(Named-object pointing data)
====================

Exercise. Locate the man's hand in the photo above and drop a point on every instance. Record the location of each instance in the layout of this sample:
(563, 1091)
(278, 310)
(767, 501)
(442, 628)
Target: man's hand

====================

EXERCISE TASK.
Keep only the lines of the data that contain the string "hand", matching case exactly.

EXPECTED ANSWER.
Exercise. Locate the man's hand in the photo above and drop a point on every instance. Record the location of each instance in the layout of this sample:
Target: man's hand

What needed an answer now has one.